- [Cosa devi fare]:
Ricopia tutte le righe qui sotto senza cambiare nulla, ma lascia fuori le immagini.

- [Informazioni estratte]:

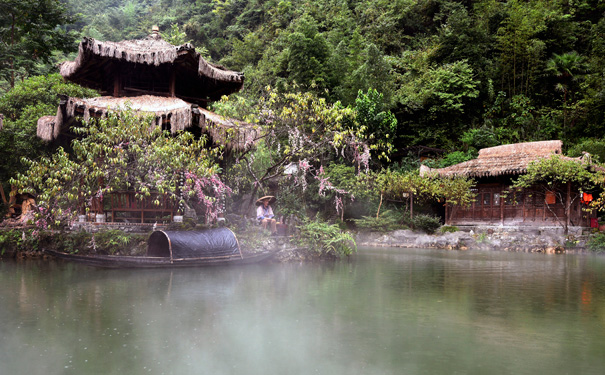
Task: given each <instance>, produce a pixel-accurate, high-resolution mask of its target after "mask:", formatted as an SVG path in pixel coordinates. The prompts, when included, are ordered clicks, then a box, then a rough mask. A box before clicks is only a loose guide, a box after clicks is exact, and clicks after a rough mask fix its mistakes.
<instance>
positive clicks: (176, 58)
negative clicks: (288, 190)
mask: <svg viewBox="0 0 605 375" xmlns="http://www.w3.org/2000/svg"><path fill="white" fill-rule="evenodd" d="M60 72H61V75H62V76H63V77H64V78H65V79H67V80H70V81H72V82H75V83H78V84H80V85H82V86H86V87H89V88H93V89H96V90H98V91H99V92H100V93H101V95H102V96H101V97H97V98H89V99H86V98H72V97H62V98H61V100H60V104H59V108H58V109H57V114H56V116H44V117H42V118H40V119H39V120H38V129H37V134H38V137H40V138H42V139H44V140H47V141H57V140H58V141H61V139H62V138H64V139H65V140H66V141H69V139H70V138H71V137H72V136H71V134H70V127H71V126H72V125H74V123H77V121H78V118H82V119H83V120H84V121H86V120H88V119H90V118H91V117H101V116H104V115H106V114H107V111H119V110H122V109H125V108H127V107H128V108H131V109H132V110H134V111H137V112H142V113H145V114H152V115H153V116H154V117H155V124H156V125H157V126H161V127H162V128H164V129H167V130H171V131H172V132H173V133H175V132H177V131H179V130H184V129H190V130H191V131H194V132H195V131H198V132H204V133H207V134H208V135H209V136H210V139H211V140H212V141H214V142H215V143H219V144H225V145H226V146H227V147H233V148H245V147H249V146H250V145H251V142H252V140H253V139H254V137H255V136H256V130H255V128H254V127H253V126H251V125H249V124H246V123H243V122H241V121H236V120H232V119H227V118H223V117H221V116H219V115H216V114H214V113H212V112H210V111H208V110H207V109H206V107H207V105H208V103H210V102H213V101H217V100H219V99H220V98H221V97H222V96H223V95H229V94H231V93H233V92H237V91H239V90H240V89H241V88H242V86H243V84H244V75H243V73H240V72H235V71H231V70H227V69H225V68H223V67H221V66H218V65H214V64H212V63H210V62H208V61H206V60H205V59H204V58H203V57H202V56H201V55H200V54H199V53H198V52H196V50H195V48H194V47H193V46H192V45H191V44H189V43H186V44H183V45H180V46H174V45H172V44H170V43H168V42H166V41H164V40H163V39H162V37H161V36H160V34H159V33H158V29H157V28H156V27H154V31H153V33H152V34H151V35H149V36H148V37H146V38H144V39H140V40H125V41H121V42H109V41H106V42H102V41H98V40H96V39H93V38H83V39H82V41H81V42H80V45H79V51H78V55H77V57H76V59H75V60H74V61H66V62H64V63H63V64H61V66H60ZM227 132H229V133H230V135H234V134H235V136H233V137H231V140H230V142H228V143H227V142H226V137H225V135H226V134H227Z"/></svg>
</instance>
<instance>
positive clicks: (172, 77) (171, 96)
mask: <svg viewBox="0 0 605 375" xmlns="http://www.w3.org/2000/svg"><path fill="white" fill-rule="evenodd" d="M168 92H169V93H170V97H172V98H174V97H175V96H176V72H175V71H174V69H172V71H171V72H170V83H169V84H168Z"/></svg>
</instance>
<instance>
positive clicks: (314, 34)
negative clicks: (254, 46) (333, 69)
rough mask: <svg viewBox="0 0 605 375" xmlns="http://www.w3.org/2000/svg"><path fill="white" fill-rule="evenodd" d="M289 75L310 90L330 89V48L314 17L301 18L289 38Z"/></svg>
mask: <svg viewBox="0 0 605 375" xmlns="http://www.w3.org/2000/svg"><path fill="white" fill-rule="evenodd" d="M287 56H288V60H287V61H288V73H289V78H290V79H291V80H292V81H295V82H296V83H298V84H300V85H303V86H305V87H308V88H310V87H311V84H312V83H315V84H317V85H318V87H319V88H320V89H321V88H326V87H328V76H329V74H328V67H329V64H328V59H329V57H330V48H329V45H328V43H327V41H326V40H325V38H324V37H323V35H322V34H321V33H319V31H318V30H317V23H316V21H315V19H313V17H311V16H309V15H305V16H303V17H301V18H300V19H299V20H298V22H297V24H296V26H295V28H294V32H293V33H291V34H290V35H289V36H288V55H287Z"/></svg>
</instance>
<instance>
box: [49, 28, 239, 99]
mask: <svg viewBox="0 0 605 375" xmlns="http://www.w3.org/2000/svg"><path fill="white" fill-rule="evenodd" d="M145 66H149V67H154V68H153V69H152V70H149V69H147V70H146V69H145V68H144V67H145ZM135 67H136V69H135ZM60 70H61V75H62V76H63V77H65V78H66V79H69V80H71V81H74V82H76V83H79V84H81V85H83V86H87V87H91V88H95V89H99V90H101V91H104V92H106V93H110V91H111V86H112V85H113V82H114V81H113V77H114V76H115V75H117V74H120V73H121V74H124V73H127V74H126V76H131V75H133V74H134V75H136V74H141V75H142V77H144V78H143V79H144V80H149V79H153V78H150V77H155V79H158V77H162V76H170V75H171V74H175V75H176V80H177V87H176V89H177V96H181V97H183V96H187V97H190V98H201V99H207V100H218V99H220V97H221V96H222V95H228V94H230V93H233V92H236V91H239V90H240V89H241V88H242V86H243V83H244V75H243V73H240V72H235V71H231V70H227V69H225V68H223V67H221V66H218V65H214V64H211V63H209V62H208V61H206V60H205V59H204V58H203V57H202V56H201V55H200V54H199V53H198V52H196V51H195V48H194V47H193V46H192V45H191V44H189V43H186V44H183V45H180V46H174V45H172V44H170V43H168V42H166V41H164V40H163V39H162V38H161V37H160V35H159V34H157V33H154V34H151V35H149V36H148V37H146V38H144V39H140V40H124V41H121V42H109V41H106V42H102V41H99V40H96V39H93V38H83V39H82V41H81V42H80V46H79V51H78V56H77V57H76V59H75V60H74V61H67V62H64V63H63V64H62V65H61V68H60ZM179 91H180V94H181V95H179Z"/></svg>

- [Soluzione scritta]:
Task: given each <instance>, produce a pixel-accurate, high-resolution mask of its target after "mask:", formatted as an SVG path in pixel coordinates. The prompts, when included, are ordered clicks, then a box, then a rough mask. A box before clicks is only a loose guide, a box after clicks is exact, and clicks after a rough mask fix its mistakes.
<instance>
positive clicks: (176, 58)
negative clicks: (288, 190)
mask: <svg viewBox="0 0 605 375" xmlns="http://www.w3.org/2000/svg"><path fill="white" fill-rule="evenodd" d="M60 72H61V75H62V76H63V77H64V78H65V79H67V80H70V81H72V82H75V83H78V84H80V85H82V86H86V87H89V88H93V89H96V90H98V91H99V92H100V93H101V95H102V96H101V97H97V98H89V99H86V98H72V97H62V98H61V100H60V104H59V108H58V109H57V114H56V116H44V117H42V118H40V119H39V120H38V129H37V134H38V137H40V138H42V139H44V140H47V141H57V140H58V141H61V139H62V138H64V139H65V140H66V141H69V139H70V138H71V137H72V136H71V134H70V127H71V126H72V125H74V123H77V121H78V118H82V119H83V120H84V121H86V120H88V119H90V118H91V117H101V116H104V115H106V114H107V111H119V110H122V109H125V108H127V107H128V108H131V109H132V110H134V111H137V112H142V113H145V114H152V115H153V116H154V117H155V124H156V125H157V126H161V127H162V128H164V129H167V130H171V131H172V132H173V133H175V132H177V131H179V130H184V129H190V130H191V131H194V132H195V131H198V132H204V133H207V134H208V135H209V136H210V139H211V140H212V141H214V142H215V143H219V144H225V145H226V146H227V147H233V148H245V147H249V146H250V145H251V142H252V140H253V139H254V137H255V136H256V130H255V128H254V127H253V126H251V125H249V124H246V123H243V122H241V121H236V120H232V119H227V118H223V117H221V116H219V115H216V114H214V113H212V112H210V111H208V110H207V109H206V107H207V105H208V103H210V102H213V101H217V100H219V99H220V98H221V97H222V96H223V95H229V94H231V93H233V92H237V91H239V90H240V89H241V88H242V86H243V84H244V75H243V73H240V72H235V71H231V70H227V69H225V68H223V67H221V66H218V65H214V64H212V63H210V62H208V61H206V60H205V59H204V58H203V57H202V56H201V55H200V54H199V53H198V52H196V50H195V48H194V47H193V46H192V45H191V44H189V43H186V44H183V45H180V46H174V45H172V44H170V43H168V42H166V41H164V40H163V39H162V37H161V36H160V34H159V33H158V29H157V28H156V27H154V31H153V33H152V34H151V35H149V36H148V37H146V38H144V39H140V40H125V41H121V42H109V41H106V42H102V41H98V40H96V39H93V38H83V39H82V41H81V42H80V45H79V51H78V55H77V57H76V59H75V60H74V61H66V62H64V63H63V64H61V66H60ZM227 132H229V133H230V135H234V134H235V136H233V137H231V140H230V142H228V143H227V142H226V137H225V135H226V134H227Z"/></svg>
</instance>
<instance>
positive clicks: (172, 77) (171, 96)
mask: <svg viewBox="0 0 605 375" xmlns="http://www.w3.org/2000/svg"><path fill="white" fill-rule="evenodd" d="M168 92H169V93H170V97H172V98H174V97H175V96H176V72H175V71H174V69H172V71H171V72H170V83H169V84H168Z"/></svg>
</instance>
<instance>
positive clicks: (314, 34)
negative clicks: (254, 46) (333, 69)
rough mask: <svg viewBox="0 0 605 375" xmlns="http://www.w3.org/2000/svg"><path fill="white" fill-rule="evenodd" d="M289 75L310 90L330 89V48L314 17L301 18L289 38Z"/></svg>
mask: <svg viewBox="0 0 605 375" xmlns="http://www.w3.org/2000/svg"><path fill="white" fill-rule="evenodd" d="M287 56H288V60H287V61H288V73H289V78H290V79H291V80H292V81H295V82H296V83H298V84H300V85H303V86H305V87H308V88H310V87H311V84H312V83H315V84H317V85H318V87H319V88H320V89H321V88H326V87H328V76H329V74H328V67H329V64H328V59H329V57H330V48H329V45H328V43H327V41H326V40H325V38H324V37H323V35H322V34H321V33H319V31H318V30H317V23H316V21H315V19H313V17H311V16H309V15H305V16H303V17H301V18H300V19H299V20H298V22H297V24H296V26H295V28H294V32H293V33H291V34H290V35H289V36H288V55H287Z"/></svg>
</instance>
<instance>
box: [49, 28, 239, 99]
mask: <svg viewBox="0 0 605 375" xmlns="http://www.w3.org/2000/svg"><path fill="white" fill-rule="evenodd" d="M145 66H149V67H154V68H153V69H152V70H149V69H147V70H146V69H145V68H144V67H145ZM135 67H136V69H135ZM60 70H61V75H62V76H63V77H65V78H66V79H69V80H71V81H74V82H76V83H79V84H81V85H83V86H87V87H91V88H95V89H99V90H101V91H104V92H106V93H110V91H111V86H112V85H113V82H114V81H113V77H114V76H115V75H117V74H120V73H121V74H124V73H127V74H126V76H131V75H133V74H134V75H136V74H141V75H142V77H144V78H143V79H144V80H149V79H153V78H150V77H155V79H158V77H162V76H170V75H171V74H175V75H176V80H177V87H176V89H177V96H181V97H183V96H187V97H190V98H201V99H207V100H218V99H220V97H221V96H222V95H228V94H230V93H233V92H236V91H239V90H240V89H241V88H242V86H243V83H244V75H243V73H240V72H235V71H231V70H227V69H225V68H223V67H221V66H218V65H214V64H211V63H209V62H208V61H206V60H205V59H204V58H203V57H202V56H201V55H200V54H199V53H198V52H196V51H195V48H194V47H193V46H192V45H191V44H189V43H186V44H183V45H180V46H174V45H172V44H170V43H168V42H166V41H164V40H163V39H162V38H161V37H160V35H159V34H157V33H154V34H151V35H149V36H148V37H146V38H144V39H140V40H124V41H121V42H109V41H106V42H102V41H99V40H96V39H93V38H83V39H82V41H81V42H80V46H79V51H78V56H77V57H76V59H75V60H74V61H67V62H64V63H63V64H62V65H61V68H60ZM179 91H180V94H181V95H179Z"/></svg>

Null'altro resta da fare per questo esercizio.